Set task »
Gather every line in the saved entries below that contains the word "screen", and copy each of those lines in full.

Saved entries »
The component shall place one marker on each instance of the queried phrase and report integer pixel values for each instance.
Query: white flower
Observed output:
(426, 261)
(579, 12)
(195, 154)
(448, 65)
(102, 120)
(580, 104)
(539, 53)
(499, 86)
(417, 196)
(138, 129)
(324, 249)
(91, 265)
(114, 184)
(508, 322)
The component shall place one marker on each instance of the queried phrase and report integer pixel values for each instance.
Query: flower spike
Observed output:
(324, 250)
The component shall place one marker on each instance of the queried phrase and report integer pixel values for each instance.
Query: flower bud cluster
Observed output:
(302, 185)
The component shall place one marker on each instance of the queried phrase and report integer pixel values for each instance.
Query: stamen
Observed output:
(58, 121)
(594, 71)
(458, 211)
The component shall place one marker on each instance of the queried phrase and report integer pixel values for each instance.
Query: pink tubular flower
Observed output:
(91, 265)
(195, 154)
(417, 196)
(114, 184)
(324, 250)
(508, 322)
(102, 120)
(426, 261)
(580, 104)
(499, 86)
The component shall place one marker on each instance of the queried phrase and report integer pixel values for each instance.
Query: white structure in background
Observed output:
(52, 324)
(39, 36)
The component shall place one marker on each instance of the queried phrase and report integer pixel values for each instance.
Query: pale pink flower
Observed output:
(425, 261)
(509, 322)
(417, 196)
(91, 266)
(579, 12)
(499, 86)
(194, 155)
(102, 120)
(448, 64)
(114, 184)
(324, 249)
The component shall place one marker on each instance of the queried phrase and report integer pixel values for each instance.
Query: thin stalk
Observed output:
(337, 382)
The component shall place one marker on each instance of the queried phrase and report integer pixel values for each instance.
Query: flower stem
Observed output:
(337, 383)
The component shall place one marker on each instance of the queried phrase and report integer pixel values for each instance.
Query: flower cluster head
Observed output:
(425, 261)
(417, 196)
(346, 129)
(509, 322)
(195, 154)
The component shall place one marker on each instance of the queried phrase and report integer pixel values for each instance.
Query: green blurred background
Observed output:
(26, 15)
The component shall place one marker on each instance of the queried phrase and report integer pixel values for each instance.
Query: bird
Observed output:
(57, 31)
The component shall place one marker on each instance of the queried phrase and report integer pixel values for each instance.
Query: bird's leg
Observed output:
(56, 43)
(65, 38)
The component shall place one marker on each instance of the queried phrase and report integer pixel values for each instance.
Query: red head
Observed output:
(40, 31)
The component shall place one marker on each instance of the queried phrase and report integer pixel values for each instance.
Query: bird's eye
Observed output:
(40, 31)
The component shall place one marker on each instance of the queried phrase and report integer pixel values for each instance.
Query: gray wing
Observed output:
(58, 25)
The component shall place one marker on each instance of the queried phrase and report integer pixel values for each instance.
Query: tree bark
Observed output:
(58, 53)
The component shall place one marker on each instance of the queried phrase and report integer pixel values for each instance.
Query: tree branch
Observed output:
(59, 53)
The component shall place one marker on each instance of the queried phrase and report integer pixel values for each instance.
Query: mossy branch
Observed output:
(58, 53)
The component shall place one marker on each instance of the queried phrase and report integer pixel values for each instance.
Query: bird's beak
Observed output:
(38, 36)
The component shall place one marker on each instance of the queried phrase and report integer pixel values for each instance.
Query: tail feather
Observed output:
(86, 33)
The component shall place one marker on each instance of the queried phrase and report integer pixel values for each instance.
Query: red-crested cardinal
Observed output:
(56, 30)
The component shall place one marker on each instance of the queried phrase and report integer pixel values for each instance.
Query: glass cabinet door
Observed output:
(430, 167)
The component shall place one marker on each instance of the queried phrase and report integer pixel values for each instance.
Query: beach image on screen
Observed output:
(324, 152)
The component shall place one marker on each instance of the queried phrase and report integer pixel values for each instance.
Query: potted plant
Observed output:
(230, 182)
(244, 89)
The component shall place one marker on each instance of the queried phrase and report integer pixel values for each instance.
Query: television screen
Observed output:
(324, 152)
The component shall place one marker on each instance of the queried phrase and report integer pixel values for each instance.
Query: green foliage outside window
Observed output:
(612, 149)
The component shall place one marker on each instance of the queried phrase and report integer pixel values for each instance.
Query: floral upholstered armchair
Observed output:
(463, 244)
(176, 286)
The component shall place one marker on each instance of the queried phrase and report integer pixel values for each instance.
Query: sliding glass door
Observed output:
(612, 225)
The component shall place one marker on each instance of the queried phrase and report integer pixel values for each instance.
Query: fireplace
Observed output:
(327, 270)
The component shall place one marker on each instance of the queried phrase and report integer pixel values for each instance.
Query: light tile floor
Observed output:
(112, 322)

Exercise output »
Query: beach image on screen
Query: television screen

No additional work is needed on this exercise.